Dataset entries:
[Start of Attachment]

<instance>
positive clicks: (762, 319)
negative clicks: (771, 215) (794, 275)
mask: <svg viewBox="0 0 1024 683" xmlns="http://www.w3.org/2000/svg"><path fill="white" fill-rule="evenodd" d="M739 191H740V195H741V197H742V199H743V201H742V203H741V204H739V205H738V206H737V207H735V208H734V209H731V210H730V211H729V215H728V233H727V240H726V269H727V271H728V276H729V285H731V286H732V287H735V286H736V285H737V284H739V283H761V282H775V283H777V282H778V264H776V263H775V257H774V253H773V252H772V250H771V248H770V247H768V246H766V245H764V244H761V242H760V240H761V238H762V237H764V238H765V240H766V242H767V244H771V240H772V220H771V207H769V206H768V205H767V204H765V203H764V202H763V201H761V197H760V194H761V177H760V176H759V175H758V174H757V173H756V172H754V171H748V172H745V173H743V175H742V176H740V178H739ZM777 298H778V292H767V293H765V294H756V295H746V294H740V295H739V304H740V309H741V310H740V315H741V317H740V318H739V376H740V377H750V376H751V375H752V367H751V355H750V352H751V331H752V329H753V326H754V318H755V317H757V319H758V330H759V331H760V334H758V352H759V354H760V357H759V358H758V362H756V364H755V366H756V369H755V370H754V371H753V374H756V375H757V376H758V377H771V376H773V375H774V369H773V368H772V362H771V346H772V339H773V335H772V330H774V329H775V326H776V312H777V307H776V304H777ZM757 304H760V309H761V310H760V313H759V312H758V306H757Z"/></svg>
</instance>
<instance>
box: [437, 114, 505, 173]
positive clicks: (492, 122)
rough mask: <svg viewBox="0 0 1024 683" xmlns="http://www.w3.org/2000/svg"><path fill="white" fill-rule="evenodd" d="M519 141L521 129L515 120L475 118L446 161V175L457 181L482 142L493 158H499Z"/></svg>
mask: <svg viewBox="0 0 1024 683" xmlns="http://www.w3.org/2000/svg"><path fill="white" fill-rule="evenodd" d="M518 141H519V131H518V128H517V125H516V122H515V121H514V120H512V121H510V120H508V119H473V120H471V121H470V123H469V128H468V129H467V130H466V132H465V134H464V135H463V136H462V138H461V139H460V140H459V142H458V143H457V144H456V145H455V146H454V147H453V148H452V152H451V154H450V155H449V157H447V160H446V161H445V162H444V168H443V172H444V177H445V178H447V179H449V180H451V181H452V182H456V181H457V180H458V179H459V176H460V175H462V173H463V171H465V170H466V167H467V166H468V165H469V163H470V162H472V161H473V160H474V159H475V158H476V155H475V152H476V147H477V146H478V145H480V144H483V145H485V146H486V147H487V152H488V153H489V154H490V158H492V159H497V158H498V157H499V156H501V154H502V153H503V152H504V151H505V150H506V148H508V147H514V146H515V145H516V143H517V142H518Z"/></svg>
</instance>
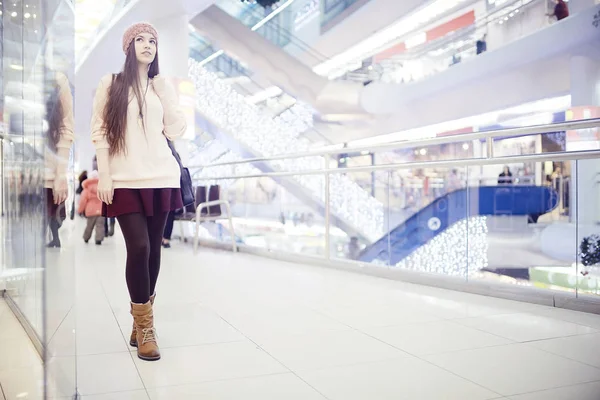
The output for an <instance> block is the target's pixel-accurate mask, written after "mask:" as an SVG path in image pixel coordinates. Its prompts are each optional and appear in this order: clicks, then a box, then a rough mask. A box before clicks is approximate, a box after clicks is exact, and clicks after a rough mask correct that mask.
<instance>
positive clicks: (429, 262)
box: [396, 216, 488, 277]
mask: <svg viewBox="0 0 600 400" xmlns="http://www.w3.org/2000/svg"><path fill="white" fill-rule="evenodd" d="M487 232H488V229H487V223H486V217H485V216H474V217H470V218H467V219H463V220H461V221H459V222H457V223H455V224H454V225H452V226H450V227H449V228H448V229H446V230H445V231H444V232H442V233H440V234H439V235H437V236H435V237H434V238H433V239H431V240H430V241H429V242H428V243H426V244H425V245H423V246H421V247H419V248H418V249H417V250H415V251H414V252H413V253H412V254H411V255H409V256H408V257H406V258H405V259H404V260H402V261H400V262H399V263H398V264H396V266H397V267H400V268H406V269H411V270H416V271H421V272H429V273H434V274H441V275H453V276H464V277H467V276H471V275H473V274H475V273H477V272H478V271H480V270H481V269H482V268H485V267H487V266H488V258H487V251H488V241H487Z"/></svg>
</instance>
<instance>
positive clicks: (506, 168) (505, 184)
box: [498, 165, 512, 185]
mask: <svg viewBox="0 0 600 400" xmlns="http://www.w3.org/2000/svg"><path fill="white" fill-rule="evenodd" d="M510 184H512V172H510V168H508V165H505V166H504V168H503V169H502V172H501V173H500V174H499V175H498V185H510Z"/></svg>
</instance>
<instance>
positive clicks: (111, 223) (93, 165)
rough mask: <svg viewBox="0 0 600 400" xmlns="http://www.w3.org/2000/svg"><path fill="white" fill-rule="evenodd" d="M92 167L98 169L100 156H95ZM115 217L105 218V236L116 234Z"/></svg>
mask: <svg viewBox="0 0 600 400" xmlns="http://www.w3.org/2000/svg"><path fill="white" fill-rule="evenodd" d="M92 168H93V169H94V171H97V170H98V158H97V157H96V156H94V159H93V160H92ZM115 224H116V221H115V217H111V218H104V237H109V236H113V235H114V234H115Z"/></svg>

[End of Attachment]

Instructions to follow: Render every line of the records above as a JSON list of strings, one string per line, omitting blank lines. Leave the pictures out of the list.

Answer section:
[
  "<instance>",
  "positive clicks: (762, 319)",
  "negative clicks: (771, 215) (794, 275)",
  "mask: <svg viewBox=\"0 0 1024 683\" xmlns=\"http://www.w3.org/2000/svg\"><path fill=\"white\" fill-rule=\"evenodd\" d=\"M739 191H740V195H741V197H742V199H743V201H742V203H741V204H739V205H738V206H737V207H735V208H734V209H731V210H730V211H729V215H728V233H727V240H726V269H727V271H728V276H729V285H731V286H732V287H735V286H736V285H737V284H739V283H761V282H775V283H777V282H778V264H776V263H775V257H774V253H773V252H772V250H771V248H770V247H768V246H766V245H764V244H761V242H760V240H761V238H762V237H764V238H765V240H766V242H767V244H771V240H772V220H771V207H769V206H768V205H767V204H765V203H764V202H763V201H761V197H760V194H761V177H760V176H759V175H758V174H757V173H756V172H754V171H748V172H745V173H743V175H742V176H740V178H739ZM777 298H778V292H767V293H765V294H756V295H746V294H740V295H739V304H740V309H741V310H740V315H741V317H740V318H739V376H740V377H750V376H751V375H752V367H751V355H750V352H751V331H752V329H753V326H754V318H755V317H757V319H758V330H759V331H760V334H758V352H759V354H760V357H759V358H758V362H756V364H755V366H756V369H755V370H754V371H753V374H756V375H757V376H758V377H771V376H773V375H774V369H773V368H772V362H771V346H772V339H773V335H772V330H774V329H775V326H776V312H777V307H776V304H777ZM757 304H760V309H761V310H760V313H759V312H758V306H757Z\"/></svg>",
  "</instance>",
  "<instance>",
  "box: [437, 114, 505, 173]",
  "positive clicks: (492, 122)",
  "rough mask: <svg viewBox=\"0 0 1024 683\" xmlns=\"http://www.w3.org/2000/svg\"><path fill=\"white\" fill-rule=\"evenodd\" d=\"M519 141L521 129L515 120L475 118L446 161V175L457 181L482 142L493 158H499Z\"/></svg>",
  "mask: <svg viewBox=\"0 0 1024 683\" xmlns=\"http://www.w3.org/2000/svg\"><path fill=\"white\" fill-rule=\"evenodd\" d=\"M518 141H519V131H518V128H517V125H516V122H515V121H514V120H512V121H510V120H508V119H473V120H471V121H470V123H469V128H468V129H467V130H466V132H465V134H464V135H463V136H462V138H461V139H460V140H459V142H458V143H457V144H456V145H455V146H454V147H453V148H452V152H451V154H450V155H449V157H447V160H446V161H445V162H444V168H443V172H444V177H445V178H447V179H449V180H451V181H452V182H456V181H457V180H458V179H459V176H460V175H462V173H463V171H465V170H466V167H467V166H468V165H469V163H470V162H472V161H473V160H474V159H475V158H476V155H475V152H476V147H477V146H478V145H480V144H483V145H485V146H486V147H487V152H488V153H489V154H490V158H492V159H497V158H498V157H499V156H501V154H502V153H503V152H504V151H505V150H506V148H508V147H514V146H515V145H516V143H517V142H518Z\"/></svg>",
  "</instance>",
  "The output for an <instance> block is the target's pixel-accurate mask, written after \"mask:\" as an SVG path in image pixel coordinates. Its prompts are each optional and appear in this order: clicks, then a box, then a rough mask. A box before clicks is approximate, a box after clicks is exact, and clicks after a rough mask correct that mask.",
  "<instance>",
  "positive clicks: (429, 262)",
  "box: [396, 216, 488, 277]",
  "mask: <svg viewBox=\"0 0 600 400\" xmlns=\"http://www.w3.org/2000/svg\"><path fill=\"white\" fill-rule=\"evenodd\" d=\"M487 232H488V229H487V223H486V217H485V216H474V217H470V218H467V219H463V220H461V221H459V222H457V223H455V224H454V225H452V226H450V227H449V228H448V229H446V230H445V231H444V232H442V233H440V234H439V235H437V236H435V237H434V238H433V239H431V240H430V241H429V242H428V243H426V244H425V245H423V246H421V247H419V248H418V249H417V250H415V251H414V252H413V253H412V254H411V255H409V256H408V257H406V258H405V259H404V260H402V261H400V262H399V263H398V264H396V266H397V267H400V268H406V269H411V270H416V271H421V272H429V273H434V274H441V275H453V276H464V277H467V276H471V275H473V274H475V273H477V272H478V271H480V270H481V269H482V268H485V267H487V266H488V258H487V251H488V241H487Z\"/></svg>",
  "</instance>",
  "<instance>",
  "positive clicks: (506, 168) (505, 184)",
  "box: [498, 165, 512, 185]",
  "mask: <svg viewBox=\"0 0 600 400\" xmlns=\"http://www.w3.org/2000/svg\"><path fill=\"white\" fill-rule=\"evenodd\" d=\"M510 184H512V172H510V168H508V165H505V166H504V168H503V169H502V172H501V173H500V174H499V175H498V185H510Z\"/></svg>",
  "</instance>",
  "<instance>",
  "positive clicks: (111, 223) (93, 165)",
  "rough mask: <svg viewBox=\"0 0 600 400\" xmlns=\"http://www.w3.org/2000/svg\"><path fill=\"white\" fill-rule=\"evenodd\" d=\"M92 167L98 169L100 156H95ZM115 217L105 218V236L116 234Z\"/></svg>",
  "mask: <svg viewBox=\"0 0 600 400\" xmlns=\"http://www.w3.org/2000/svg\"><path fill=\"white\" fill-rule=\"evenodd\" d=\"M92 168H93V169H94V171H97V170H98V158H97V157H96V156H94V159H93V160H92ZM115 224H116V221H115V217H111V218H104V237H109V236H113V235H114V234H115Z\"/></svg>"
]